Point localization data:
##########
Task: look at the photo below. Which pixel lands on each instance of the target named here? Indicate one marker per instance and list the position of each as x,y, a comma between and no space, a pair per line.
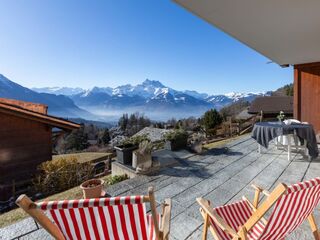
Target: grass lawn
85,156
18,214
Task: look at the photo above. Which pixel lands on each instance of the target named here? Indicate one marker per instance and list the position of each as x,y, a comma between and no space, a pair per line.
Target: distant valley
151,97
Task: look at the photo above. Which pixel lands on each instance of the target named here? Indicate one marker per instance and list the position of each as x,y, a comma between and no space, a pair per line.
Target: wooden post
14,188
30,207
154,212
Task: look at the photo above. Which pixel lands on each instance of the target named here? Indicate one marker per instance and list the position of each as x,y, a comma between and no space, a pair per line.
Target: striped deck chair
101,218
245,220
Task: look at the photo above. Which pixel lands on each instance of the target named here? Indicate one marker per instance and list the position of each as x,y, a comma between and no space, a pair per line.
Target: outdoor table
264,132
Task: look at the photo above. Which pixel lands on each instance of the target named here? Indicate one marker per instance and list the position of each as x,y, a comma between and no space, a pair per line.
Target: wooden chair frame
162,233
258,214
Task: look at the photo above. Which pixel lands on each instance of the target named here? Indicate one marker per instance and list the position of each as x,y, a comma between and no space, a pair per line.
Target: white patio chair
290,141
101,218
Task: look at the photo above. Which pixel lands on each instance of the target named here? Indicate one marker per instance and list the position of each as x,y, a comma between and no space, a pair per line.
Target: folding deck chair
101,218
244,220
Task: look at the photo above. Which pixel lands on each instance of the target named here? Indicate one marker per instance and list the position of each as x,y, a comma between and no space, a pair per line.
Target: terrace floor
221,175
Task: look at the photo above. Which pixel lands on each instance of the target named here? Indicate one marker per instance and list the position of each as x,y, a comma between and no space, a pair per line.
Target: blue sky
81,43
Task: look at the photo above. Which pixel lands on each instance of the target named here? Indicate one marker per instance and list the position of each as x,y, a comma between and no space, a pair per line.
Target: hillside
59,105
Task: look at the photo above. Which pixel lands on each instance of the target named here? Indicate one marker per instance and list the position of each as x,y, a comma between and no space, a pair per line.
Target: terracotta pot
92,188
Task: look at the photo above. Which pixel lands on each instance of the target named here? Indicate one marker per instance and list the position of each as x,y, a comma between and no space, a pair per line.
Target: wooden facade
25,141
307,94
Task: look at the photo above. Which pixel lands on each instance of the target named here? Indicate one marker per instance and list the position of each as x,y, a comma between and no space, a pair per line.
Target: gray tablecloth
264,132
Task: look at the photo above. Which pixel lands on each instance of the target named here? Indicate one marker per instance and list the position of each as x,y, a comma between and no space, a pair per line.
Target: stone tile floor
222,175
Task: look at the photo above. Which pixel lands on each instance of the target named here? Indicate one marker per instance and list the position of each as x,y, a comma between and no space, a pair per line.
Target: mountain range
151,97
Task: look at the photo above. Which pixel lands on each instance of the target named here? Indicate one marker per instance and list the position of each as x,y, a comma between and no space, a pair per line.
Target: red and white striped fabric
292,209
289,212
236,215
101,218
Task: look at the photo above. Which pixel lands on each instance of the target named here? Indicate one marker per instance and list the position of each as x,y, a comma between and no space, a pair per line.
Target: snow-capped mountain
151,97
59,105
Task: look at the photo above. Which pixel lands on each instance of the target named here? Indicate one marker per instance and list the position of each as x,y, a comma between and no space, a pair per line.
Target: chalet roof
272,105
287,32
35,112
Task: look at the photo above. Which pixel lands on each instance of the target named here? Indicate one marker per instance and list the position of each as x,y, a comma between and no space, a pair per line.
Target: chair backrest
102,218
292,209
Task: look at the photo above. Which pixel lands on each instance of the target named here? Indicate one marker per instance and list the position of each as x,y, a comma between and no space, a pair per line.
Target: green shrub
116,179
61,174
210,120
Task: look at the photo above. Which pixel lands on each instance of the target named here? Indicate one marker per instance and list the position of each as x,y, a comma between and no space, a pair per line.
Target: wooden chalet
25,141
271,106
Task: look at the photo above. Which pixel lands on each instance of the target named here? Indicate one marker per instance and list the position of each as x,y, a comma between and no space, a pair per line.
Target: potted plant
141,158
196,142
92,188
124,151
176,140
##########
**Work order**
Each record has to be set down verbatim, and the pictures must not appear in the copy.

**Response to the exercise**
Task: look at the photo below. Which pixel lands on each instance of the target named here? Indicate one marker per instance and list the position of each as x,y, a comma between and no space, a pair per line.
Target: grass lawn
85,156
18,214
Task: look at the photo above. Which pixel lands on each instance of the target named here? Indicate one marker per instance and list the position of each as x,y, a comma between and no space, a pair per line.
Target: distant valley
151,97
Task: look at the photo above. Which pixel lands on each instance of the target named here? Indicate one marker per instance and list the position of each as x,y, a comma between and no space, a pair per line.
Target: wooden post
14,188
30,207
154,212
Task: look at the photo above. Which pixel lands on each instance of the target named here? Indicate one marker per instance and list the position of each as x,y, a comma between and no space, a pair per line.
Target: striped deck chair
101,218
245,220
Task: look at the photo above. Which pixel lands on each instance of the target named here? Indicate one marker per instance and list the position of each as x,y, a comma between and no space, a pair per line.
Target: outdoor table
264,132
Task: look at the photo above. Which pixel lands on each instance of the target named here? Indicate one marker per instance and list the position of each as x,y, a comma between and no space, a pair per line.
Target: wooden chair frame
162,233
258,214
Task: look at the photo above. Which pixel lands on each instance of the target named here? Indicate one marker per instance and list the position of each as x,y, a comma between and no space, a pair per line.
Target: white patio chair
290,141
101,218
Task: look at the photo above. Which pixel lands on each instance of the target named here? Indicate one marker per instance and list the position of each as x,y, a comma between and no space, a pair per line.
Target: folding deck chair
101,218
244,220
Task: look at the photo above. Which pixel lands on each instance of the target named here? Indicate one marker per instance and list the position of each as x,y, a comma between and no space, a pair per line.
Target: terrace floor
221,175
Task: look at the photo above. Which pixel lands on each instance of the target named here? Indicate one marker per instance and list the position of each as x,y, a comma between and no space, a pair per line.
Target: blue sky
81,43
Task: look at the photo above. Which pixel lands on each instance of the target named here? Indicate one marker per instance and list the position of each as x,y, a comma between and no space, a pair per line.
Target: hillside
59,105
Task: look at the photo above. Which pixel lands on each instance of the target named here? Indicate one marker per instance and list the position of each as x,y, a comma between and no space, a pair per line.
Target: terracotta pot
92,188
Task: look at the photo above. Which pixel lands on each instance of the target named here? Indicate one marker per instance and list the position of each as x,y, a comma between and no space, a pair per line.
Target: wooden facade
25,141
307,94
Task: look at the photo above. Which pixel lands on each instance of the target named here? Indicate one marker per instance and list the position of each as x,y, a comma between and no space, a pair per line.
Target: gray tablecloth
264,132
Task: look at the photo above. Which pixel lands on each instance of the target named here? Indicate one marker per instance and list the position of each as x,y, a comma between and no space, a pair per line.
Target: stone tile floor
222,175
Task: look at the photo above. Which pixel lands on each instance of the target named here? Indicate one marker per instance and list the position of each as x,y, a comma between and no space, a pair per line.
Target: mountain range
151,97
Task: look at the photo above. Which pixel lands on each instance of the target named here? Indicate one marker per instance and list the position of each as x,y, a comma between and no space, a pair per line.
Target: red and white striped fabric
292,209
289,212
236,215
101,218
Task: look at the photo above. Which pixel lands on each instance of the target named here? Indicate one marker per instance and list the position of each as x,y, a comma between and no space, a pair per line.
Target: snow-capped mountain
151,97
59,105
Task: look at the photo above. Which pixel lands on each instance of the target named here? Indicate one marker per instance and list the position of each as x,y, a comma between and no space, a pair per line.
Target: chalet roof
272,105
287,32
35,112
Task: look at the photo above. Which pixel lands on each instance of the target named here? Indicate one marker per instance and list the position of each as x,y, a comma between and no space, a pair per line.
Target: chair backrest
102,218
292,209
Task: look at the photo above. Which pixel lands on each instance of the target named here? Indicate one marker per instance and list the position of each as x,y, a comma between and no space, a pair per line.
Target: green shrub
116,179
61,174
210,120
Task: look at the photo above. Which pixel lands on each instance of the target named here? Indicate one marker per instance and list the position of each as x,y, a comma between and no space, a pair per line.
Target: wooden chalet
25,141
271,106
Task: look at the photo above. Which pixel lands on each instance of the target named here? Indicate one marker per instance and list the position of each as x,y, a comma between and no space, a pair per line.
Target: potted plant
141,158
196,142
92,188
124,151
176,140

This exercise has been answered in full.